-- Data provided start --

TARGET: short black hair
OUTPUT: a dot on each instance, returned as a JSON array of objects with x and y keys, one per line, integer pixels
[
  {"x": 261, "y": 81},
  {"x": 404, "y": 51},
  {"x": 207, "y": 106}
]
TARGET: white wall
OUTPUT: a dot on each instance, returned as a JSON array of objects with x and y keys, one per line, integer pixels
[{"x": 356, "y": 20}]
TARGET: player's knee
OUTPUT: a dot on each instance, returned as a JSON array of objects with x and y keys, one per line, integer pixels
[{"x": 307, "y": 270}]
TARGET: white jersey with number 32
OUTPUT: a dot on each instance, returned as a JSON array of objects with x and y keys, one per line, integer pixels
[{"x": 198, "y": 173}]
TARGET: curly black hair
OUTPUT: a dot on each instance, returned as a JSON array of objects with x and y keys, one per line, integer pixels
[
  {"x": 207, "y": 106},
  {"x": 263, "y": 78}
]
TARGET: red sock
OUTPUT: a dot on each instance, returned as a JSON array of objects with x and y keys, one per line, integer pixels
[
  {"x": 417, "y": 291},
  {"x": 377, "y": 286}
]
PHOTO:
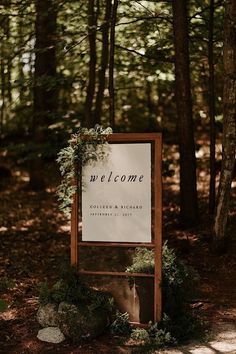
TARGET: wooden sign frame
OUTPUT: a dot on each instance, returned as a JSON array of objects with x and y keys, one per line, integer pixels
[{"x": 156, "y": 142}]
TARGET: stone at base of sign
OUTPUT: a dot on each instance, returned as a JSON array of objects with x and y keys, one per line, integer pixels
[
  {"x": 47, "y": 315},
  {"x": 51, "y": 335},
  {"x": 75, "y": 322}
]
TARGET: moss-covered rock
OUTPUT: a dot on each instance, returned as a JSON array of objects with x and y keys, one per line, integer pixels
[{"x": 80, "y": 322}]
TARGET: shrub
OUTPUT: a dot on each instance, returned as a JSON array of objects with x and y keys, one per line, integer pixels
[
  {"x": 179, "y": 285},
  {"x": 70, "y": 289},
  {"x": 120, "y": 325}
]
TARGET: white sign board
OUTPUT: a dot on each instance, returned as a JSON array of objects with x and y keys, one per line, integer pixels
[{"x": 116, "y": 201}]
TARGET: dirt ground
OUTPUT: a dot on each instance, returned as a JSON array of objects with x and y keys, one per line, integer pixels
[{"x": 34, "y": 241}]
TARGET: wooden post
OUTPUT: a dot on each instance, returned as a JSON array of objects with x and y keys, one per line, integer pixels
[
  {"x": 156, "y": 244},
  {"x": 157, "y": 231},
  {"x": 74, "y": 231}
]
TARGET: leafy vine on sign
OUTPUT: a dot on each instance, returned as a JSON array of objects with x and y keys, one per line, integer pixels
[{"x": 82, "y": 150}]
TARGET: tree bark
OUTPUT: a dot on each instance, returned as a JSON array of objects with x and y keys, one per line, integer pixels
[
  {"x": 103, "y": 65},
  {"x": 188, "y": 190},
  {"x": 44, "y": 91},
  {"x": 111, "y": 65},
  {"x": 211, "y": 103},
  {"x": 92, "y": 29},
  {"x": 229, "y": 128}
]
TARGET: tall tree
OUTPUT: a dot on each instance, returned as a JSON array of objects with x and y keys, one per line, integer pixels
[
  {"x": 92, "y": 30},
  {"x": 211, "y": 102},
  {"x": 229, "y": 128},
  {"x": 44, "y": 100},
  {"x": 111, "y": 64},
  {"x": 188, "y": 189},
  {"x": 104, "y": 62}
]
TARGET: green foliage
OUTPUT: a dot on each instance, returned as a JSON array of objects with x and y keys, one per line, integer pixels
[
  {"x": 3, "y": 305},
  {"x": 140, "y": 334},
  {"x": 179, "y": 285},
  {"x": 6, "y": 283},
  {"x": 143, "y": 261},
  {"x": 84, "y": 147},
  {"x": 70, "y": 289},
  {"x": 167, "y": 170},
  {"x": 120, "y": 325}
]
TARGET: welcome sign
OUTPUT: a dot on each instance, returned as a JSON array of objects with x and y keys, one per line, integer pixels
[
  {"x": 121, "y": 205},
  {"x": 116, "y": 201}
]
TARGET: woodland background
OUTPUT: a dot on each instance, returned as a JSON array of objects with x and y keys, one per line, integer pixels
[
  {"x": 137, "y": 66},
  {"x": 132, "y": 65}
]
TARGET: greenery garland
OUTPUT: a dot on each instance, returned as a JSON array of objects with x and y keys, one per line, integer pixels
[{"x": 82, "y": 150}]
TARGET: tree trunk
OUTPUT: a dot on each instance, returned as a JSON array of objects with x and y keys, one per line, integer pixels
[
  {"x": 111, "y": 65},
  {"x": 92, "y": 29},
  {"x": 103, "y": 65},
  {"x": 45, "y": 93},
  {"x": 188, "y": 190},
  {"x": 211, "y": 103},
  {"x": 229, "y": 128}
]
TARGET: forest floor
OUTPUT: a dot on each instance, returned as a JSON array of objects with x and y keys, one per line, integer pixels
[{"x": 34, "y": 241}]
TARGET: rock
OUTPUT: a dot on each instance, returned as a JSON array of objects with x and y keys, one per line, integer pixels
[
  {"x": 47, "y": 315},
  {"x": 80, "y": 322},
  {"x": 51, "y": 335}
]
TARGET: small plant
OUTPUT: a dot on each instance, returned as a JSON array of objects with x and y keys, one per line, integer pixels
[
  {"x": 3, "y": 305},
  {"x": 6, "y": 283},
  {"x": 70, "y": 289},
  {"x": 86, "y": 146},
  {"x": 140, "y": 334},
  {"x": 179, "y": 285},
  {"x": 120, "y": 325}
]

-- Data provided end --

*Task description*. What is needed is an exact reproduction of the data, pictures excluded.

*Problem solution*.
TARGET: short black hair
OUTPUT: a dot on each instance, returned as a JSON array of objects with x and y keys, one per line, integer pixels
[
  {"x": 261, "y": 81},
  {"x": 404, "y": 51},
  {"x": 207, "y": 106}
]
TARGET: white wall
OUTPUT: a dot on each instance, returned as a JSON array of objects with x and y keys, one per line, integer pixels
[{"x": 356, "y": 20}]
TARGET: player's knee
OUTPUT: a dot on each instance, returned as a JSON array of objects with x and y keys, one per line, integer pixels
[{"x": 307, "y": 270}]
TARGET: white jersey with number 32
OUTPUT: a dot on each instance, returned as a JSON array of objects with x and y keys, one per line, integer pixels
[{"x": 198, "y": 173}]
TARGET: curly black hair
OUTPUT: a dot on each instance, returned as a JSON array of objects with x and y keys, one per line, integer pixels
[
  {"x": 207, "y": 106},
  {"x": 263, "y": 78}
]
TARGET: red sock
OUTPUT: a dot on each instance, returned as a JSON array of objects with x and y keys, one per line, integer pixels
[
  {"x": 417, "y": 291},
  {"x": 377, "y": 286}
]
PHOTO:
TARGET: wooden sign frame
OUTPUT: a dot on each instance, returned as a JSON array of objects with x and y keys, one per line, integer pixels
[{"x": 156, "y": 142}]
TARGET: stone at base of sign
OUTPUT: a dot on each instance, returned as a JSON array of objects with x and y keys, one per line, integer pixels
[
  {"x": 47, "y": 315},
  {"x": 51, "y": 335},
  {"x": 75, "y": 322}
]
TARGET: moss-covered rock
OUTPUT: a dot on each instance, returned as a JSON array of objects with x and y keys, one per line, integer pixels
[{"x": 80, "y": 322}]
TARGET: shrub
OUTPUT: a dot on each instance, returned as a JSON array of objects with x and y keys, one per line, integer pixels
[
  {"x": 179, "y": 285},
  {"x": 70, "y": 289},
  {"x": 120, "y": 325}
]
TARGET: white sign board
OUTPUT: a dot on each instance, returned as a JSON array of objects with x and y keys, one per line, integer pixels
[{"x": 116, "y": 201}]
TARGET: dirt ground
OUTPUT: a dot on each instance, returned as a JSON array of objects with x and y keys, one per line, integer pixels
[{"x": 34, "y": 241}]
TARGET: wooden post
OUTPUT: a dot on each instance, returned as a JSON array of objects with x and y keys, one per line, integer pixels
[
  {"x": 156, "y": 244},
  {"x": 157, "y": 231},
  {"x": 74, "y": 231}
]
TARGET: leafy vine on sign
OUTPUT: a dot on each instance, returned as a JSON array of objects with x and y keys, one per line, integer pixels
[{"x": 82, "y": 150}]
TARGET: tree bark
OUTPUT: a dot on each instance, returned as a JSON array of objects with x and y keys, one per line, integer pixels
[
  {"x": 103, "y": 65},
  {"x": 188, "y": 190},
  {"x": 44, "y": 91},
  {"x": 111, "y": 65},
  {"x": 211, "y": 103},
  {"x": 92, "y": 29},
  {"x": 229, "y": 128}
]
TARGET: tall tree
OUTPUT: a dot on each instance, returned as a JSON array of objects with x and y keys, one per line, integer pixels
[
  {"x": 92, "y": 30},
  {"x": 211, "y": 102},
  {"x": 229, "y": 128},
  {"x": 44, "y": 100},
  {"x": 111, "y": 64},
  {"x": 188, "y": 189},
  {"x": 104, "y": 62}
]
TARGET: green foliage
OUTPUT: a dot on each instance, returned as a JSON array of objects with x and y keys, one per line, integer pixels
[
  {"x": 3, "y": 305},
  {"x": 140, "y": 334},
  {"x": 179, "y": 285},
  {"x": 6, "y": 283},
  {"x": 143, "y": 261},
  {"x": 84, "y": 147},
  {"x": 70, "y": 289},
  {"x": 167, "y": 170},
  {"x": 120, "y": 325}
]
TARGET: welcome sign
OUTPUT: a dot on each instance, returned as a JSON array of objects with x and y keys, one per line, integer pixels
[
  {"x": 121, "y": 205},
  {"x": 116, "y": 201}
]
TARGET: woodland background
OUTPUT: a dot on each instance, returned as a JSON array of objects with x and y keys, one per line, integer pixels
[
  {"x": 137, "y": 66},
  {"x": 132, "y": 65}
]
TARGET: greenery garland
OUTPUT: a dot on each instance, returned as a JSON array of objects with x and y keys, one per line, integer pixels
[{"x": 82, "y": 150}]
TARGET: tree trunk
OUTPUT: a dot on each instance, returned as a JSON array of objects with x and y keys, one per line, integer pixels
[
  {"x": 111, "y": 65},
  {"x": 92, "y": 29},
  {"x": 103, "y": 65},
  {"x": 45, "y": 93},
  {"x": 188, "y": 190},
  {"x": 211, "y": 103},
  {"x": 229, "y": 128}
]
TARGET: forest floor
OUTPUT: a dot on each instance, returned as a JSON array of objects with x and y keys, one per line, integer pixels
[{"x": 34, "y": 241}]
TARGET: rock
OUTPUT: a dot on each instance, returned as a JSON array of objects with x and y keys, one per line, integer pixels
[
  {"x": 47, "y": 315},
  {"x": 80, "y": 322},
  {"x": 51, "y": 335}
]
TARGET: small plant
OUTPUT: a dot on each instance, returned as a JSON array of objects with x and y keys, one per line, integer pixels
[
  {"x": 3, "y": 305},
  {"x": 6, "y": 283},
  {"x": 70, "y": 289},
  {"x": 86, "y": 146},
  {"x": 140, "y": 334},
  {"x": 179, "y": 285},
  {"x": 120, "y": 325}
]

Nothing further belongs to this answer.